[Dataset items]

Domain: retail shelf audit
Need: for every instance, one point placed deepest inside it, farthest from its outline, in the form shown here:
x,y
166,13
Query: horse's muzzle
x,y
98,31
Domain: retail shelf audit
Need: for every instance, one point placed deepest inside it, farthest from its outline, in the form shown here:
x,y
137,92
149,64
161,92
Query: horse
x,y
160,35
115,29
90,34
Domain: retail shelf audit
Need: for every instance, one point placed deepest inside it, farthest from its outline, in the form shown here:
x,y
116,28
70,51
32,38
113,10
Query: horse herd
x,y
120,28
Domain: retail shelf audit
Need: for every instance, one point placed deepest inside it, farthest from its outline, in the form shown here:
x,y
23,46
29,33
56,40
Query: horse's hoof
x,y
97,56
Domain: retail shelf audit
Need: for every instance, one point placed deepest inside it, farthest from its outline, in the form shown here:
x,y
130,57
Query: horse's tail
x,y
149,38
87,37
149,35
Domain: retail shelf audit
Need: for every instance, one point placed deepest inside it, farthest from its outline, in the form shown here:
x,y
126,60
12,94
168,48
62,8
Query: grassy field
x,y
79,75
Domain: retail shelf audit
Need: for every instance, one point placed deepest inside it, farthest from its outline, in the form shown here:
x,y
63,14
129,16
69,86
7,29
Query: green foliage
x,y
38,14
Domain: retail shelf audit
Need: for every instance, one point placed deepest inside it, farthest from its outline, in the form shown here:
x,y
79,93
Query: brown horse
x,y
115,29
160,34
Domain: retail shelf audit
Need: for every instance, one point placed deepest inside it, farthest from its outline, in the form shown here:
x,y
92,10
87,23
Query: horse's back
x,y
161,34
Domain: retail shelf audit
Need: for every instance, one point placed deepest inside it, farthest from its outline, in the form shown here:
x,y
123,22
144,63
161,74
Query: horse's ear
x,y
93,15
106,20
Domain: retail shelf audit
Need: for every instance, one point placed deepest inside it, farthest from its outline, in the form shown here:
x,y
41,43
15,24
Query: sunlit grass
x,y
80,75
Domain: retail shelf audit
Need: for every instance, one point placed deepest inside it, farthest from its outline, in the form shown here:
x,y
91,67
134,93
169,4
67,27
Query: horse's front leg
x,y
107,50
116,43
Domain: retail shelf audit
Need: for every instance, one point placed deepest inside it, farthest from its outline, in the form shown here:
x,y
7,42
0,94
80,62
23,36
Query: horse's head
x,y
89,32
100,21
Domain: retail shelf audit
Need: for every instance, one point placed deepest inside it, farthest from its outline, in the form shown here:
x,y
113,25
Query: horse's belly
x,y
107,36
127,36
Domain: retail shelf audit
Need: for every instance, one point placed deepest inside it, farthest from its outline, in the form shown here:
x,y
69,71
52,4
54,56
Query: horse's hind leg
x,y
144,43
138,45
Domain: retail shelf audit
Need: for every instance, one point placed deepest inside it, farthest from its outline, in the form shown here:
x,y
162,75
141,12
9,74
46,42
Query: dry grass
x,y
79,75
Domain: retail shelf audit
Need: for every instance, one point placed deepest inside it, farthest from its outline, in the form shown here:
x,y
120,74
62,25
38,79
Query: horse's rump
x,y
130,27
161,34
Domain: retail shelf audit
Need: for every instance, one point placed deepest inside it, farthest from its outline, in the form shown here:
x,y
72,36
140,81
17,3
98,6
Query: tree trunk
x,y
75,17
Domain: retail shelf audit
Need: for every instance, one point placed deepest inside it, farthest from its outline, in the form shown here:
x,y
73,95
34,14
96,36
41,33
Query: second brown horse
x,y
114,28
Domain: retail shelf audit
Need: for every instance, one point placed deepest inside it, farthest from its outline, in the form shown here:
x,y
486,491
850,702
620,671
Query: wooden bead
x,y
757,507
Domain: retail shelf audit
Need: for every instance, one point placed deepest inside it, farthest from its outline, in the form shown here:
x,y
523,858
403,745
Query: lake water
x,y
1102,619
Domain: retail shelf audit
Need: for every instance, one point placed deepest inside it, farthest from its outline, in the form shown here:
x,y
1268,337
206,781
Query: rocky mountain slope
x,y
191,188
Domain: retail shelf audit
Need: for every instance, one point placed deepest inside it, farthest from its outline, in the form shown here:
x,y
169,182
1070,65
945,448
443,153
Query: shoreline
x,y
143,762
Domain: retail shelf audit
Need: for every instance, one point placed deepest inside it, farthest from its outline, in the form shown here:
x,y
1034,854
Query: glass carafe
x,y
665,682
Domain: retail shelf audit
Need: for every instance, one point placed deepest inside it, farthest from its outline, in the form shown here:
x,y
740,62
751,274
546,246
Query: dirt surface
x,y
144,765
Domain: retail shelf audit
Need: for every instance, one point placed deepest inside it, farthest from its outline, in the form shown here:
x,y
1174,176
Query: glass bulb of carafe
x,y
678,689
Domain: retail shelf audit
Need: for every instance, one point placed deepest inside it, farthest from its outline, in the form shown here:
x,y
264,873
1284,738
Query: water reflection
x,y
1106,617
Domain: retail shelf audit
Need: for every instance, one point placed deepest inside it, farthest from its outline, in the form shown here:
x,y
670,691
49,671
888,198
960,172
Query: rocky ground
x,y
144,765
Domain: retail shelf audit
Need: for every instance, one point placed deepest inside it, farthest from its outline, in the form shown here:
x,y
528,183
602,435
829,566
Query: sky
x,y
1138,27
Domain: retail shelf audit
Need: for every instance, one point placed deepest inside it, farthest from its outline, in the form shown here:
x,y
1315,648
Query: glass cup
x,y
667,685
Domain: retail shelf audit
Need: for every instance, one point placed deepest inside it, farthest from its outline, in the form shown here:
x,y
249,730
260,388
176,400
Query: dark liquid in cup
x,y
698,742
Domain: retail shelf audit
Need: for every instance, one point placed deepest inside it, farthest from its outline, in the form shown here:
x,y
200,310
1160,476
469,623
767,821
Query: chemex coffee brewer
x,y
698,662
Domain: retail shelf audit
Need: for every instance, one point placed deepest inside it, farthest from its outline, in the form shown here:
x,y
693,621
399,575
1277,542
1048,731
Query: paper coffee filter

● **Work instructions**: Reproduce the data above in full, keeping it exactly the same.

● **Exercise answer**:
Domain: retail shelf audit
Need: for every instance, one point placed deepest inside it, farthest from its outline, in the form shown here:
x,y
166,13
Query: horse's muzzle
x,y
98,31
Domain: retail shelf audit
Need: for every instance, one point placed deepest inside it, farthest from its outline, in the form shown here:
x,y
137,92
149,64
161,92
Query: horse
x,y
160,35
115,29
90,34
Domain: retail shelf audit
Need: for every instance, one point placed deepest inside it, farthest from its outline, in the form shown here:
x,y
116,28
70,51
32,38
113,10
Query: horse herd
x,y
120,28
Domain: retail shelf audit
Need: for every instance, one point placed deepest inside it, farthest from its outline, in the form shown here:
x,y
23,46
29,33
56,40
Query: horse's hoof
x,y
97,56
Domain: retail shelf audit
Need: for every instance, one point placed deepest inside it, farthest from its outline, in the form shown here:
x,y
130,57
Query: horse's tail
x,y
149,38
87,37
149,35
Domain: retail shelf audit
Need: for every instance, one point placed deepest inside it, farthest from its outline, in the form shown here:
x,y
126,60
12,94
168,48
62,8
Query: grassy field
x,y
79,75
Domain: retail shelf audit
Need: for every instance, one point placed deepest inside it, farthest from its outline, in the form shown here:
x,y
63,14
129,16
69,86
7,29
Query: green foliage
x,y
38,14
Domain: retail shelf audit
Need: for every instance, one point placed deepest inside it, farthest from its outline, in the form shown here:
x,y
79,93
Query: brown horse
x,y
115,29
160,34
Domain: retail shelf audit
Need: for every instance, one point placed deepest inside it, farthest from its outline, in the form shown here:
x,y
92,10
87,23
Query: horse's back
x,y
161,34
Domain: retail shelf audit
Need: for every instance, one point placed deepest inside it, farthest from its outline, in the form shown here:
x,y
123,22
144,63
161,74
Query: horse's ear
x,y
93,15
106,20
Domain: retail shelf audit
Need: for every instance, one point placed deepest inside it, farthest from its outline, in the form shown here:
x,y
41,43
15,24
Query: sunlit grass
x,y
80,75
Domain: retail shelf audit
Need: for every instance, one point placed deepest inside it, farthest from its outline, in the form shown here:
x,y
91,67
134,93
169,4
67,27
Query: horse's front leg
x,y
107,50
116,43
Domain: retail shelf audit
Need: for every instance, one point placed deepest inside it, farthest from its outline, in the form shown here:
x,y
7,42
0,94
80,62
23,36
Query: horse's head
x,y
89,32
100,21
Domain: retail shelf audit
Need: for every instance, one point placed deepest inside it, farthest from its outline, in the form shown here:
x,y
113,25
Query: horse's belly
x,y
107,36
127,36
Domain: retail shelf audit
Need: for every instance, one point placed deepest inside it, farthest from its outline, in the form shown here:
x,y
69,71
52,4
54,56
Query: horse's hind leg
x,y
144,43
138,45
Domain: retail shelf audit
Need: for every instance, one point placed deepest inside it, farthest from its outline, in the form shown here:
x,y
162,75
141,12
9,74
46,42
Query: dry grass
x,y
79,75
Domain: retail shelf audit
Need: for every instance, one point placed deepest inside it, farthest from its outline, in the form shown here:
x,y
120,74
62,25
38,79
Query: horse's rump
x,y
130,27
161,34
Domain: retail shelf audit
Need: for every instance, one point placed deepest inside it, farthest from its outline, in the form shown here:
x,y
72,36
140,81
17,3
98,6
Query: tree trunk
x,y
75,17
Domain: retail shelf audit
Need: for every instance, one point placed deepest inside it, farthest from its outline, in the form shown here:
x,y
73,95
34,14
96,36
41,33
Query: second brown horse
x,y
114,28
Domain: retail shelf audit
Need: for every instance, one point placed deepest inside it, farthest from its outline, in the form shown here:
x,y
486,491
850,702
620,671
Query: wooden bead
x,y
757,507
Domain: retail shelf audit
Need: for every instance, one point placed deepest inside it, farthest from its outline, in the form shown here:
x,y
523,858
403,745
Query: lake water
x,y
1102,619
Domain: retail shelf audit
Need: for every instance, one point placed deepest inside it, farthest from its outline, in the form shown here:
x,y
1268,337
206,781
Query: rocky mountain slope
x,y
191,188
Domain: retail shelf audit
Need: for every instance, one point placed deepest inside it, farthest from its outline, in the form shown here:
x,y
169,182
1070,65
945,448
443,153
Query: shoreline
x,y
143,762
Domain: retail shelf audit
Need: for every instance, one point placed deepest inside it, farthest from its outline, in the form shown here:
x,y
1034,854
Query: glass carafe
x,y
665,682
Domain: retail shelf audit
Need: for every instance, one point placed deepest inside it, farthest from its outline, in the form shown here:
x,y
740,62
751,274
546,246
Query: dirt surface
x,y
144,765
Domain: retail shelf audit
Need: for every instance, one point placed deepest inside it, farthest from its outline, in the form shown here:
x,y
1174,176
Query: glass bulb of carafe
x,y
678,689
Domain: retail shelf audit
Need: for every instance, one point placed deepest inside it, farthest from its outline, in the form shown here:
x,y
264,873
1284,738
Query: water reflection
x,y
1106,617
Domain: retail shelf audit
Need: for every instance, one point placed deepest inside it, farthest from its outline, in the form shown here:
x,y
670,691
49,671
888,198
960,172
Query: rocky ground
x,y
144,765
Domain: retail shelf audit
Need: for every instance, one point placed deepest inside it, farthest from its outline, in the form shown here:
x,y
528,183
602,435
829,566
Query: sky
x,y
1138,27
Domain: retail shelf audit
Need: for every instance, one point placed deepest inside it, farthest from its outline, in the form shown here:
x,y
1315,648
Query: glass cup
x,y
667,685
Domain: retail shelf audit
Need: for every instance, one point placed deepest inside it, farthest from its outline, in the form shown here:
x,y
249,730
260,388
176,400
Query: dark liquid in cup
x,y
698,742
Domain: retail shelf audit
Need: for every instance, one point placed deepest inside it, farthest from its outline, in the form shown here:
x,y
200,310
1160,476
469,623
767,821
Query: chemex coffee brewer
x,y
698,662
Domain: retail shelf audit
Need: for every instance, one point placed deepest inside it, farthest from its outline, in the form shown here:
x,y
693,621
399,575
1277,542
1048,731
Query: paper coffee filter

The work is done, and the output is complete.